Exercise aim: Reproduce all the entries exactly.

[[ Extracted records open ]]

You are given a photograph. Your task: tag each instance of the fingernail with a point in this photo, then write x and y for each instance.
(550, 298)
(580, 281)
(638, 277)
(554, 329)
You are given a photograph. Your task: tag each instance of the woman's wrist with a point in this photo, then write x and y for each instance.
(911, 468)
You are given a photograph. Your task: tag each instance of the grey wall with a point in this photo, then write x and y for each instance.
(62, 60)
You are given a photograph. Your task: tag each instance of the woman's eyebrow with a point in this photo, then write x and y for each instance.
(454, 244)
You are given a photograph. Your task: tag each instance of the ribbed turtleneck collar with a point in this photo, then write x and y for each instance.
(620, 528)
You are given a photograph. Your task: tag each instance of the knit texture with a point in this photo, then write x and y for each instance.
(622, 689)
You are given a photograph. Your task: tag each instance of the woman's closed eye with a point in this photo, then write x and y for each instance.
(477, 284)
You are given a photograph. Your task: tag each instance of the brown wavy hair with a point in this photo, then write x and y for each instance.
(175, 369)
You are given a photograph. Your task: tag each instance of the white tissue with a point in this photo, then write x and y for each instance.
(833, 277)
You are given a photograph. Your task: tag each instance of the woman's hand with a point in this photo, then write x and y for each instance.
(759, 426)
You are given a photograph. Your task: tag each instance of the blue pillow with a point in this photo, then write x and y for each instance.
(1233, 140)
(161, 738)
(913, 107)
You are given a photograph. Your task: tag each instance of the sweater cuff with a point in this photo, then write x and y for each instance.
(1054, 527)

[[ Extracted records closed ]]

Answer below:
You are given a photograph. Your task: tag each instance of the fingernail with a point in this photo, then write x and y for each instance.
(550, 298)
(580, 281)
(638, 277)
(554, 329)
You are given a photograph. Your task: tag each instance of the woman's wrist with a point in this photo, then write x and y for each instance.
(911, 468)
You are given a photograph. Your task: tag each instance of the grey wall with a point in this photo, then write x and y for each instance.
(62, 60)
You are given a photograph. Your task: tag each instance of the woman's eyebrow with a point in this photo, then write x and y for each instance.
(454, 244)
You are given a photograph. Your task: tag each instance of the ribbed turtleneck collar with a point in this photo, then write x and y for each instance.
(620, 528)
You are given a photograph. Your task: tag each instance of the knit texture with a point in this photo, then write x and y for each instance.
(622, 689)
You are given a photograph. Your task: tag each instance of the woman's closed eye with a point in this photo, then write x and y for each instance.
(477, 284)
You are given a photograph. Your task: tag each instance of the brown wavy hair with a point in this photo, then write x and y for each instance.
(175, 369)
You are given a photograph. Your task: tag each instance of the white tissue with a point in this photo, then write x and y for each instance.
(833, 277)
You are given a photograph. Your task: tag each instance of the woman's hand with a point in this photo, then write x and y for each instance.
(759, 426)
You are given a photograph. Your task: tag each instance of the blue pillow with a point in this photo, then write x and y for each instance.
(1233, 140)
(161, 738)
(913, 107)
You are given a photograph. Your task: tag each instance of the sweater cuff with a point in this photo, then write x and y for each instance.
(1054, 527)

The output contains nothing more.